§ To be done:
Answer these questions from the Pearson-Kelly text:
(a) In what year did Bode ask her father to hire her?
(b) What revenue growth did the company report for 2014-16?
(c) To what position was Bode named in 2011?

But family ties proved stronger than Bode’s intention to go her own way.

“By 2007, I couldn’t stand it any longer. I was watching one of the most successful mentors I knew – my father – struggle,” Bode says. “I asked him to hire me for two years to help get this business recognizable.”

It wasn’t easy being employee No. 6. Pearson-Kelly Technology had no name recognition, no advertising budget and no money for more salespeople. Bode was undeterred. She dove into sales, producing a track record of success before tackling brand development. She used family connections for design, traded services for website development and got involved in the business community.

“Pearson-Kelly continued to grow, and I started hearing less and less of, ‘What is your company?’ ‘What do you do?’” Bode recalls.

The office equipment sales and service company was a finalist in both 2008 and 2009 for the Springfield Area Chamber of Commerce’s W. Curtis Strube Small Business of the Year Award, and in 2011, Kelly bought out his partner, a process Bode followed closely.

“I met with the CPA as we went through the valuation process. I met with the attorney as we went through the buy-sell contract,” she says. “I helped organize the way we’d communicate it to the employees in hopes of little-to-no disruption. It was a great experience for me.”

Bode was named vice president that same year while continuing in sales. She turned toward defining the company’s future moving forward, such as developing a succession plan and clearly defining long-term growth goals. She knew some employees might leave or that the right people might not be in the right places.

“In 2011, I had all the strikes against me. I was a 27-year-old female trying to lead in a man’s industry – technology – carrying the stigma of the owner’s daughter. In all honesty, I was excited but scared to death,” Bode says. “I had to decide whether to lead with fear or beat the odds. … I kind of liked this challenge. I had already been successful outselling competitors that were part of the good ol’ boys club. Why couldn’t I do this, too?”

She could, and she did. In 2017, Pearson-Kelly landed on Springfield Business Journal’s list of Dynamic Dozen companies for fast growth. At No. 12, the company reported 52 percent revenue growth from 2014-16. And in January, Bode became president of the company. Also this year, she was named a Difference Maker by ENX Magazine and a Young Influencer by The Cannata Report, both industry publications.

Bode also spends time with numerous organizations, including the Springfield Area Chamber of Commerce, Good Samaritan Boys Ranch and Rotary Club of Springfield Southeast.

“My love for the community where I was born and raised is extremely important to me.”

§ Data entries:
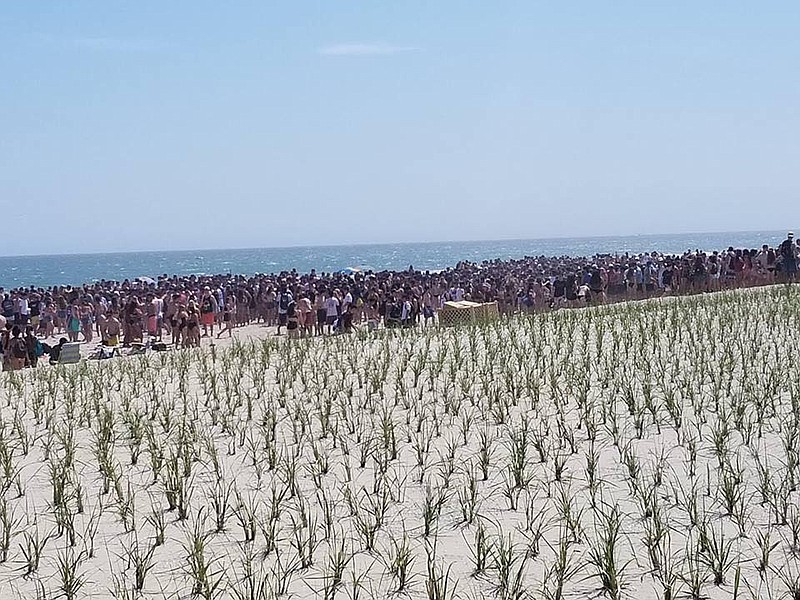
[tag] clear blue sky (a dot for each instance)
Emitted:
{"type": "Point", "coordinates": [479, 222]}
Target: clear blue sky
{"type": "Point", "coordinates": [208, 124]}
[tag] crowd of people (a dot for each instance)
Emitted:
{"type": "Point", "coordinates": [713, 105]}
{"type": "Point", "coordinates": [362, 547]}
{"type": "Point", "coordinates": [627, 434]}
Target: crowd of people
{"type": "Point", "coordinates": [186, 309]}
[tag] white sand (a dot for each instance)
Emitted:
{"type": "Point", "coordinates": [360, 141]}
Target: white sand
{"type": "Point", "coordinates": [545, 381]}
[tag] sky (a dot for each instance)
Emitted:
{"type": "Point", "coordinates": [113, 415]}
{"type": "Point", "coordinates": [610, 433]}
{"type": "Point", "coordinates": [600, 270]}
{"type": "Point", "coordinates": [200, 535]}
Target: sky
{"type": "Point", "coordinates": [148, 125]}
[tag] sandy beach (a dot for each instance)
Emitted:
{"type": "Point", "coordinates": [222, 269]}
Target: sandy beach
{"type": "Point", "coordinates": [644, 450]}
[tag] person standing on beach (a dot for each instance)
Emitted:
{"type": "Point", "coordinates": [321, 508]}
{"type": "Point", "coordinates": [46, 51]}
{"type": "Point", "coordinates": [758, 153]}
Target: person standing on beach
{"type": "Point", "coordinates": [284, 299]}
{"type": "Point", "coordinates": [208, 311]}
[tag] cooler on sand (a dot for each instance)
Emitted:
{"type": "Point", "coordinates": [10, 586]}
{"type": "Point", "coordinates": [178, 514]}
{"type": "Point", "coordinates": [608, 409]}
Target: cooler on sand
{"type": "Point", "coordinates": [458, 313]}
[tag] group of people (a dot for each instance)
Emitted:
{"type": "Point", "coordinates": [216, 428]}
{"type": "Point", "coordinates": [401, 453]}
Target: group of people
{"type": "Point", "coordinates": [189, 308]}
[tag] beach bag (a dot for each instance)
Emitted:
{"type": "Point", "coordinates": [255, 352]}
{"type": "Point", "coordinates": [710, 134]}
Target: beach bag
{"type": "Point", "coordinates": [19, 348]}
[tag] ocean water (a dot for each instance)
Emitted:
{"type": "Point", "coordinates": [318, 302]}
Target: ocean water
{"type": "Point", "coordinates": [76, 269]}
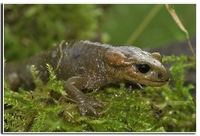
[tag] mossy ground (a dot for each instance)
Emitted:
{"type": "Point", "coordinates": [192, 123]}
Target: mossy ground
{"type": "Point", "coordinates": [48, 109]}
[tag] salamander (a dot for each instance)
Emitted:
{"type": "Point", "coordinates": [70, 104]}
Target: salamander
{"type": "Point", "coordinates": [85, 65]}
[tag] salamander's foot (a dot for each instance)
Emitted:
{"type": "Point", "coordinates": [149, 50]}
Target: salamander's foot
{"type": "Point", "coordinates": [89, 105]}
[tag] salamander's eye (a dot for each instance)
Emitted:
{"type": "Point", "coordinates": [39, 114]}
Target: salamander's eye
{"type": "Point", "coordinates": [143, 68]}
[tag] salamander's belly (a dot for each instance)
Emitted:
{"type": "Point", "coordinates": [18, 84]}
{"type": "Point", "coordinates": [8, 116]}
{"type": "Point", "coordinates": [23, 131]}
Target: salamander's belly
{"type": "Point", "coordinates": [88, 65]}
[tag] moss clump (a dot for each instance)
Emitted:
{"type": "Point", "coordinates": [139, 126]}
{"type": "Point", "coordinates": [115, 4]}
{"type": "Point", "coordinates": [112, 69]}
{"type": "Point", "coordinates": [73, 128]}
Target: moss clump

§ Exercise result:
(a) 2007
(b) 52 percent
(c) Vice president